#### [Objective]
Write out each line of the material again, word for word.

#### [Available records]
>>>>>

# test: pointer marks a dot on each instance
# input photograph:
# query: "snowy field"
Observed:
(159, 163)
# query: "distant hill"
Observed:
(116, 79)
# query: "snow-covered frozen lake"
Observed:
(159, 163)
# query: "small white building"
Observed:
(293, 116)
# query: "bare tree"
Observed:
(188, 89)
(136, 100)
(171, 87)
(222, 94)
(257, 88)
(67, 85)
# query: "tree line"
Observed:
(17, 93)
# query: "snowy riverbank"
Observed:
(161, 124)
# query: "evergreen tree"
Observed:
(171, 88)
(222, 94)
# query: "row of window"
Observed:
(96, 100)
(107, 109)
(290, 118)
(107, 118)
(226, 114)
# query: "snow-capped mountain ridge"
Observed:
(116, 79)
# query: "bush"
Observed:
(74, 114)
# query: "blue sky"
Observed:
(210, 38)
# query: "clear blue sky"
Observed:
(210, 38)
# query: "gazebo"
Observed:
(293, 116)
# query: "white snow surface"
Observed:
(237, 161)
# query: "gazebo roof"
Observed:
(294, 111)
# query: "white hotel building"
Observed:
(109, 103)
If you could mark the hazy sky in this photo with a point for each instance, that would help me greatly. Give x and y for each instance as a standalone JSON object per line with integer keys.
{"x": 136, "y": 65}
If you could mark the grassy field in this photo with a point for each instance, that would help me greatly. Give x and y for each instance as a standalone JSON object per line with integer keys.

<<<<<

#### [Task solution]
# test: pointer marks a dot on each instance
# input photograph:
# query: "snowy field"
Observed:
(159, 163)
# query: "distant hill"
Observed:
(116, 79)
# query: "snow-covered frozen lake"
Observed:
(159, 163)
# query: "small white building"
Observed:
(293, 116)
# query: "bare tree"
Observed:
(188, 89)
(136, 100)
(171, 87)
(222, 94)
(257, 88)
(67, 85)
# query: "tree line"
Observed:
(17, 93)
# query: "snowy riverbank"
Observed:
(161, 124)
# query: "evergreen tree"
Observed:
(171, 88)
(222, 94)
# query: "row of window"
Observed:
(96, 100)
(107, 109)
(290, 118)
(107, 118)
(226, 114)
# query: "snow-capped mountain ridge"
Observed:
(116, 79)
# query: "bush"
Observed:
(74, 114)
# query: "blue sky"
Observed:
(210, 38)
# query: "clear blue sky"
Observed:
(210, 38)
# query: "gazebo"
Observed:
(293, 116)
# query: "white snow surface"
Observed:
(237, 161)
# query: "gazebo roof"
Observed:
(294, 111)
# query: "white hotel building"
Observed:
(109, 103)
If you could mark the hazy sky in this photo with a point for each instance, that would help me greatly. Give x and y for each instance as a standalone JSON object per line with integer keys.
{"x": 136, "y": 65}
If you could mark the grassy field in this photo with a point for each instance, that would help me greatly. Give x and y for each instance as a standalone JSON object per line with integer keys.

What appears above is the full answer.